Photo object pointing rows
— begin —

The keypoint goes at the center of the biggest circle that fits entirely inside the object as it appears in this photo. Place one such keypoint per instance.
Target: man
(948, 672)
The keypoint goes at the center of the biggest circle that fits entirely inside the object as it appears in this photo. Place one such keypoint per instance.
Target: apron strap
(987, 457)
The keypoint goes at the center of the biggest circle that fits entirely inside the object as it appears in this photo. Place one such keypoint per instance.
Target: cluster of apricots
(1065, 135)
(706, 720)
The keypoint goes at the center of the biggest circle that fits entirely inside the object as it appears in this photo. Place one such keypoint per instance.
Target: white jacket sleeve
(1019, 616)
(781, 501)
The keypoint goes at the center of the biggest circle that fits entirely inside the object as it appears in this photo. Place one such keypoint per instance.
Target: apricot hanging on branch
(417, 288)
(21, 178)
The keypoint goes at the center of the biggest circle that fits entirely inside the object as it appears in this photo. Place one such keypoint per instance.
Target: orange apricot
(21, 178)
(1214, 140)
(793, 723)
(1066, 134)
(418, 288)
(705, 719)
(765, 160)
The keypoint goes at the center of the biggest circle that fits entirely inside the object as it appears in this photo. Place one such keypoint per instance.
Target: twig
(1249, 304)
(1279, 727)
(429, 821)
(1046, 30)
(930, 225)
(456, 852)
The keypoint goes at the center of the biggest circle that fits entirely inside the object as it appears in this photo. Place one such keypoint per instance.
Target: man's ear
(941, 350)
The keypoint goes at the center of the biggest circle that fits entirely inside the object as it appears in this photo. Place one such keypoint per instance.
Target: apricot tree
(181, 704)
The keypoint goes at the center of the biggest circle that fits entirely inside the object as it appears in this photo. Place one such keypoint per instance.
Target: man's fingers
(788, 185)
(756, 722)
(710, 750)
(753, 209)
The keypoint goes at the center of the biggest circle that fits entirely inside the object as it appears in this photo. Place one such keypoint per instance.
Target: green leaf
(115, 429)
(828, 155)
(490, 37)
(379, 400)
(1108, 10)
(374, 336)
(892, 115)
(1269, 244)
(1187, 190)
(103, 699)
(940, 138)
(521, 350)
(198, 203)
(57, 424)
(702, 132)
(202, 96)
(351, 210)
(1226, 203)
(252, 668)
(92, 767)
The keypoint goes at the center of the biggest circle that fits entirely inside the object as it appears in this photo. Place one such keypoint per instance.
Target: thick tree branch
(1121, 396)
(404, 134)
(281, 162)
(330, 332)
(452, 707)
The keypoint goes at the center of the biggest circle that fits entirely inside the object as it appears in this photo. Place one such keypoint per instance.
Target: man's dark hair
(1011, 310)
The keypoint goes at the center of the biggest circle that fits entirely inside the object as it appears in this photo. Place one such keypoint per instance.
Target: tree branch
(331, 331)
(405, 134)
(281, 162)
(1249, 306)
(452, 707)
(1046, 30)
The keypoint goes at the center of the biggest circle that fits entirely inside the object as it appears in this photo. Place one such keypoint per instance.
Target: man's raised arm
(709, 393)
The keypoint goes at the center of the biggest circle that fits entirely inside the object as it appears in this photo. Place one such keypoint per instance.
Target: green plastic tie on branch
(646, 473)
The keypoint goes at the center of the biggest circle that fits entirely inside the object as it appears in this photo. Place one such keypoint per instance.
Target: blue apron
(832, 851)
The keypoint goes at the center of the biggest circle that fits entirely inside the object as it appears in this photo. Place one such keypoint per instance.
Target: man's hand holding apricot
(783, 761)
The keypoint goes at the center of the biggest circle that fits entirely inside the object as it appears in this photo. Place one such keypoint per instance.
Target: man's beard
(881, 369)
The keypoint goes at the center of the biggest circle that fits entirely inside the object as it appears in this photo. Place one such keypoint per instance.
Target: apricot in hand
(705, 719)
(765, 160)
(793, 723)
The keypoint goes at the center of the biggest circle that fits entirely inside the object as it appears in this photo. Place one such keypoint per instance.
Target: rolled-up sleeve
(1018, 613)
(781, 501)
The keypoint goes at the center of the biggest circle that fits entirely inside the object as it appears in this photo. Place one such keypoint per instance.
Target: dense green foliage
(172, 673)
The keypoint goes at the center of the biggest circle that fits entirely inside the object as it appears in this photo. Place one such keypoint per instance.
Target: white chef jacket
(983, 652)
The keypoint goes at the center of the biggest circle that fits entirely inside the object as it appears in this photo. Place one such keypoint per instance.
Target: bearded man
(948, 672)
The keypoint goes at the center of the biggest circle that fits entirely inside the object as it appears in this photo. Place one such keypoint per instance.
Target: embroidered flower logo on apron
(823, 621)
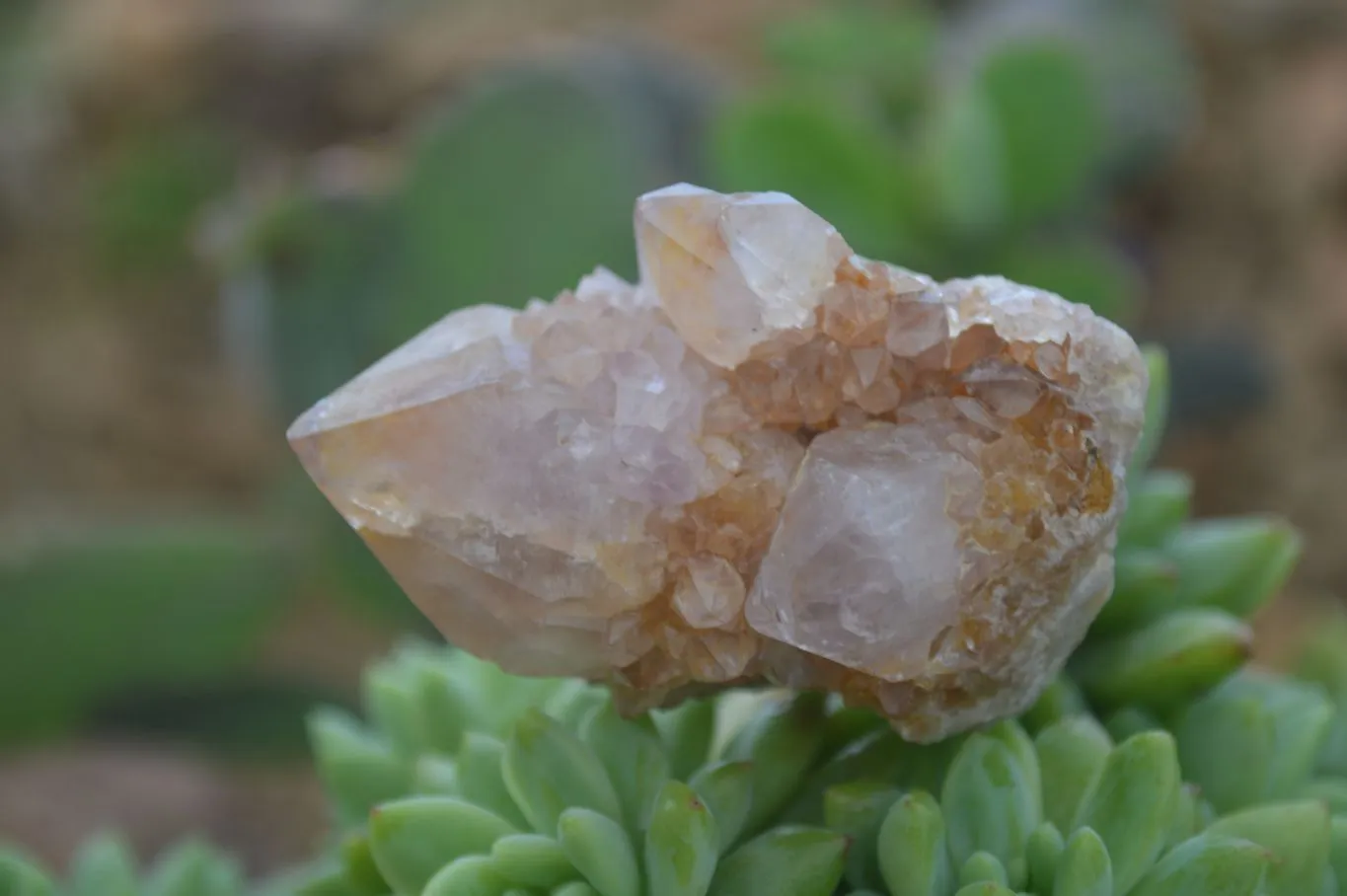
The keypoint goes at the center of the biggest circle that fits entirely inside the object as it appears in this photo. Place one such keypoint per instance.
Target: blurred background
(214, 212)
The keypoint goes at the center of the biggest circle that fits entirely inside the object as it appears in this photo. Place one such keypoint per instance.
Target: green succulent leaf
(481, 778)
(1338, 847)
(988, 802)
(1145, 582)
(1071, 755)
(547, 771)
(532, 859)
(19, 877)
(192, 868)
(357, 861)
(412, 838)
(104, 865)
(1253, 738)
(783, 744)
(1133, 802)
(859, 810)
(912, 848)
(601, 851)
(682, 845)
(1044, 853)
(1207, 865)
(1059, 701)
(1233, 563)
(358, 770)
(785, 861)
(1166, 663)
(982, 866)
(575, 888)
(689, 732)
(1331, 791)
(1158, 504)
(727, 791)
(1085, 868)
(1298, 836)
(466, 876)
(635, 760)
(1130, 719)
(1048, 114)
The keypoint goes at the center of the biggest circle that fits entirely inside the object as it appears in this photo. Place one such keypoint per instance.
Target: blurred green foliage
(107, 611)
(926, 140)
(996, 166)
(147, 194)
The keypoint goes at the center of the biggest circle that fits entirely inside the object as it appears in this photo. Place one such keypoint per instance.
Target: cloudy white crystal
(770, 460)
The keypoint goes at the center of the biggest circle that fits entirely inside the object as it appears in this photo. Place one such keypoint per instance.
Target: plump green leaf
(1331, 791)
(1338, 847)
(912, 848)
(481, 777)
(1060, 700)
(547, 770)
(1130, 719)
(207, 588)
(21, 877)
(412, 838)
(1071, 755)
(1296, 834)
(635, 760)
(1207, 865)
(357, 859)
(601, 851)
(1233, 563)
(1253, 738)
(1132, 803)
(988, 802)
(466, 876)
(727, 791)
(1044, 852)
(392, 700)
(192, 868)
(859, 810)
(104, 865)
(1085, 868)
(358, 770)
(783, 744)
(982, 866)
(785, 861)
(682, 845)
(1158, 502)
(1144, 589)
(687, 732)
(532, 859)
(1166, 663)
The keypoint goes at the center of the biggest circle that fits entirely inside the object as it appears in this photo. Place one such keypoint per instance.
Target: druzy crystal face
(770, 460)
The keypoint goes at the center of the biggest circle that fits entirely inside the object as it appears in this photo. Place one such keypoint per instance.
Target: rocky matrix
(770, 460)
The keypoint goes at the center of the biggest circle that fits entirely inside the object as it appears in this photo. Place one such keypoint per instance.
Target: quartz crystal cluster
(770, 460)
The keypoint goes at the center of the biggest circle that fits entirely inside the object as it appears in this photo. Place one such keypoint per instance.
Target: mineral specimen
(771, 460)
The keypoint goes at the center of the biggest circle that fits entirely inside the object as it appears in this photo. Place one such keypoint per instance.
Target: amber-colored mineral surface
(770, 460)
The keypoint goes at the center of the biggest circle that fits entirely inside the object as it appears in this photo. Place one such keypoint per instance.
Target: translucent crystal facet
(770, 460)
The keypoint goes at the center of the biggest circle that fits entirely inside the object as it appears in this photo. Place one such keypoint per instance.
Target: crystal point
(770, 460)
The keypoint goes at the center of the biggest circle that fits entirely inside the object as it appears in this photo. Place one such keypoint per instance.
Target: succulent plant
(1159, 764)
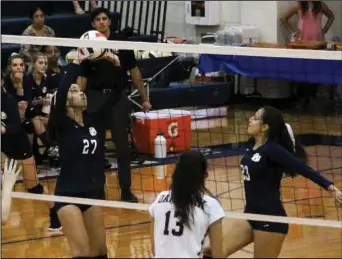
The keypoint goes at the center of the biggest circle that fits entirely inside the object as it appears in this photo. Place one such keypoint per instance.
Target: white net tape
(127, 205)
(182, 48)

— end —

Directions for this task: Please pick out each line in the rows above that contains the string "branch" and copy those lines. Case counts.

Task solution:
Target: apricot hanging on branch
Target: thick tree branch
Target: tree branch
Target: green plastic tie on branch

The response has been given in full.